▸ PROBLEM 1
Count the lines of the records that contain the word "bodywork" and give only that number.

▸ SELECTED EXTRACT

*****

Forty years ago, for instance, a conviction for possession of marijuana was often a felony, and grounds for disbarment. Today, simple possession of pot is a misdemeanor of little note or consequence. Conversely, drunken driving in the era of the three-martini lunch was largely overlooked. Today, DUI may or may not be an act of moral turpitude that results in disbarment. (In re Kelley, 52 Cal. 3d 487 (1990).)
Over the years, prosecutors at the State Bar have interpreted moral turpitude by applying U.S. Supreme Court Justice Potter Stewart's definition of obscenity: They know it when they see it. (See Jacobellis v. Ohio, 378 U.S. 184, 197 (1964) (Stewart, J. concurring).)
In his brief to the state Supreme Court seeking reinstatement of Grant's disbarment, State Bar trial counsel Mark Torres-Gil acknowledged the "somewhat wooly and unwieldy nature of the moral turpitude definition." But he maintained that it "enables us to identify those attorneys who are unfit to practice law, so that discipline can be imposed to protect the public, bench and bar from future misconduct." (In re Mostman, 47 Cal. 3d 725, 736 (1989).)
During Grant's trial, prosecutor Warren had told the State Bar Court, "Child pornography laws are really less about the pornography, in the commonly understood sense of, you know, naughty postcards depicting adults cavorting, than [they are] about the sexual predation on and sexual abuse of children." Possession of pornographic images of minors, she argued, "supports an evil industry that's based on the sexual abuse and exploitation of children."

*****

▸ DATA FOR PROCESSING
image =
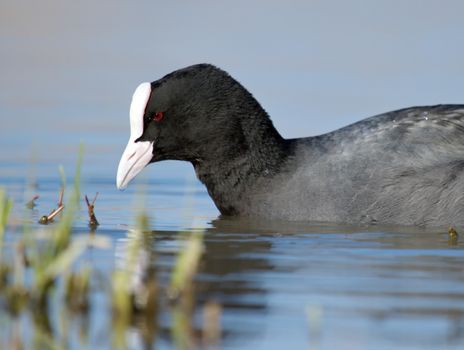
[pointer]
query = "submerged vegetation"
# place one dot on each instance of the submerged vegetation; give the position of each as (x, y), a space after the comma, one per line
(48, 265)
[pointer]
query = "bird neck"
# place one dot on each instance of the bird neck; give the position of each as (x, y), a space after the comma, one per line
(234, 177)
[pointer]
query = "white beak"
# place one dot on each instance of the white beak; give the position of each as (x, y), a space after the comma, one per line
(135, 157)
(137, 154)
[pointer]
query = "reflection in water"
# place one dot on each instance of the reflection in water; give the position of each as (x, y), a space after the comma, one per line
(274, 284)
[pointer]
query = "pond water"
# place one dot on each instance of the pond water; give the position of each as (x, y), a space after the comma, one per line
(278, 284)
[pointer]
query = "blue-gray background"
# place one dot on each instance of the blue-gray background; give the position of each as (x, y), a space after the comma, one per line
(68, 68)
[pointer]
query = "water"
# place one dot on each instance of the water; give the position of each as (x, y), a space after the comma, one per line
(68, 71)
(280, 284)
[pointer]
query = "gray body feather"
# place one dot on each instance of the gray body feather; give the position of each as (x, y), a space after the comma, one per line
(403, 167)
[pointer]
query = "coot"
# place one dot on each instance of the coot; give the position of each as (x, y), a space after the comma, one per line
(402, 167)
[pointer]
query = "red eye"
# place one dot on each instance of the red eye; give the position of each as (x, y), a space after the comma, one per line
(158, 116)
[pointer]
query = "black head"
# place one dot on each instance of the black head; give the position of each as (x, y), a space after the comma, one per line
(197, 114)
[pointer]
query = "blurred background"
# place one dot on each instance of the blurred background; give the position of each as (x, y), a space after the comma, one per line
(68, 69)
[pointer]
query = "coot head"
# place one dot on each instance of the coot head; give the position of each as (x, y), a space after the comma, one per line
(197, 114)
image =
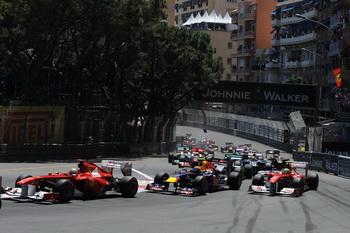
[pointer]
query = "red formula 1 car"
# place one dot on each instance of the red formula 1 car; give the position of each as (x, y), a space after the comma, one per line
(287, 181)
(88, 180)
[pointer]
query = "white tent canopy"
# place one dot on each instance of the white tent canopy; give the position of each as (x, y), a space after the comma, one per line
(212, 18)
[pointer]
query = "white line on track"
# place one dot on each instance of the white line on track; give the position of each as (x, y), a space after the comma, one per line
(142, 174)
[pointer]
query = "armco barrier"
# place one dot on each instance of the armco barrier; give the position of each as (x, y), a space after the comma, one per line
(324, 162)
(43, 152)
(344, 166)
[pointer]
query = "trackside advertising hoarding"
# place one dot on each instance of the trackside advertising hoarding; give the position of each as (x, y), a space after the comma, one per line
(260, 93)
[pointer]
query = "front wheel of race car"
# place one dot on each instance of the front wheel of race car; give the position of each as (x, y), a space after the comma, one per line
(202, 184)
(298, 183)
(19, 178)
(312, 180)
(234, 180)
(268, 166)
(129, 186)
(170, 157)
(258, 180)
(161, 178)
(248, 171)
(65, 190)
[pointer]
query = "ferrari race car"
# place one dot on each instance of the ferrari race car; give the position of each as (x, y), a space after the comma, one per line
(88, 180)
(210, 176)
(285, 182)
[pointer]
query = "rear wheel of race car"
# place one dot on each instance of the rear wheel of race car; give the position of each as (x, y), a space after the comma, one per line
(202, 184)
(258, 180)
(21, 177)
(161, 178)
(170, 157)
(298, 183)
(312, 180)
(129, 186)
(234, 180)
(65, 190)
(239, 170)
(248, 171)
(182, 158)
(268, 166)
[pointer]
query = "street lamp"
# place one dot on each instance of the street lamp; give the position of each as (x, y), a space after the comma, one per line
(318, 22)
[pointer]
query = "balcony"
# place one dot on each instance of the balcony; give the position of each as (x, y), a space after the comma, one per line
(288, 2)
(273, 65)
(292, 64)
(308, 63)
(336, 21)
(334, 48)
(291, 20)
(243, 53)
(247, 17)
(241, 71)
(235, 36)
(275, 42)
(299, 39)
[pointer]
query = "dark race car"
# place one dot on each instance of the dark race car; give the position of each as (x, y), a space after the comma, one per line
(253, 163)
(285, 182)
(210, 176)
(225, 148)
(88, 180)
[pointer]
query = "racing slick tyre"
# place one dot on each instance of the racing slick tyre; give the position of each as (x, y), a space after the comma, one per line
(234, 180)
(268, 166)
(239, 170)
(128, 186)
(182, 158)
(202, 184)
(248, 171)
(65, 190)
(160, 178)
(21, 177)
(170, 157)
(298, 183)
(312, 180)
(258, 180)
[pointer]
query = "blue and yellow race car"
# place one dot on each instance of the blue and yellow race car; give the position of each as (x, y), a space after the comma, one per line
(207, 177)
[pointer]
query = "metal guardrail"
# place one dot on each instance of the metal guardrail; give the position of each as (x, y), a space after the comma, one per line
(44, 152)
(344, 166)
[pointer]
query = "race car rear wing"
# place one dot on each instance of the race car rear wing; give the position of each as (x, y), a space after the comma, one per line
(109, 165)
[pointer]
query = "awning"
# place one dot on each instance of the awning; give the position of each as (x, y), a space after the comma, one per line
(275, 11)
(289, 8)
(326, 42)
(307, 3)
(272, 53)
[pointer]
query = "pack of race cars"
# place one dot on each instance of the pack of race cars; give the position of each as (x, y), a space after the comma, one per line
(270, 172)
(200, 172)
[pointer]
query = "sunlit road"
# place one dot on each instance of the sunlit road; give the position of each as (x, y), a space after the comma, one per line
(325, 210)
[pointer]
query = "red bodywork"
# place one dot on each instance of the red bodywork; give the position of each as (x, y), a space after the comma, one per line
(90, 178)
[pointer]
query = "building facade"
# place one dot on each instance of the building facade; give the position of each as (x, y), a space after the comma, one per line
(310, 39)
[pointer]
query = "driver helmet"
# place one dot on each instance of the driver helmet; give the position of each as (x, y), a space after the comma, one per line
(286, 171)
(196, 169)
(73, 171)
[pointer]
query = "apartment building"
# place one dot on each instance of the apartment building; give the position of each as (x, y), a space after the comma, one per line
(311, 40)
(180, 11)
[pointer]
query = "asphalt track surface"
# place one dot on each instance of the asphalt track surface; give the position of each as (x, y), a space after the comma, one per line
(325, 210)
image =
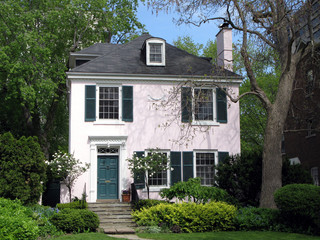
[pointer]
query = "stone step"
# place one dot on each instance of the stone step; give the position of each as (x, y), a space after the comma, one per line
(115, 217)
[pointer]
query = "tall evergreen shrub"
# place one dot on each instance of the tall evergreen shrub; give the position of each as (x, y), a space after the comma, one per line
(22, 168)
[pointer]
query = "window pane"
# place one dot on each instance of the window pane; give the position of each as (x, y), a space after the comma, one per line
(155, 52)
(205, 167)
(159, 178)
(109, 102)
(203, 104)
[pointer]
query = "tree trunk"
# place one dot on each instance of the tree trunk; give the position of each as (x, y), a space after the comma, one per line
(272, 157)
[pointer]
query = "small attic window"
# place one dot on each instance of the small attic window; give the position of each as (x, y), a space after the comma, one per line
(155, 53)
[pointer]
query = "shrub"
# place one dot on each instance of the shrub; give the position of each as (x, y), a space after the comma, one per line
(188, 217)
(16, 221)
(256, 219)
(300, 206)
(42, 214)
(146, 203)
(74, 205)
(299, 199)
(193, 190)
(22, 168)
(75, 220)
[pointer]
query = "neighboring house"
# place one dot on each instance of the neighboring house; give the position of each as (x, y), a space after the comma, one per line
(301, 135)
(114, 92)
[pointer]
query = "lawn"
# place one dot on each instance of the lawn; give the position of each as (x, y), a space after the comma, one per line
(229, 236)
(192, 236)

*****

▸ PROBLEM 2
In the excerpt on moral turpitude, who acknowledged the "somewhat wooly and unwieldy nature of the moral turpitude definition"?

▸ CORRECT RESPONSE 1
2

▸ CORRECT RESPONSE 2
State Bar trial counsel Mark Torres-Gil.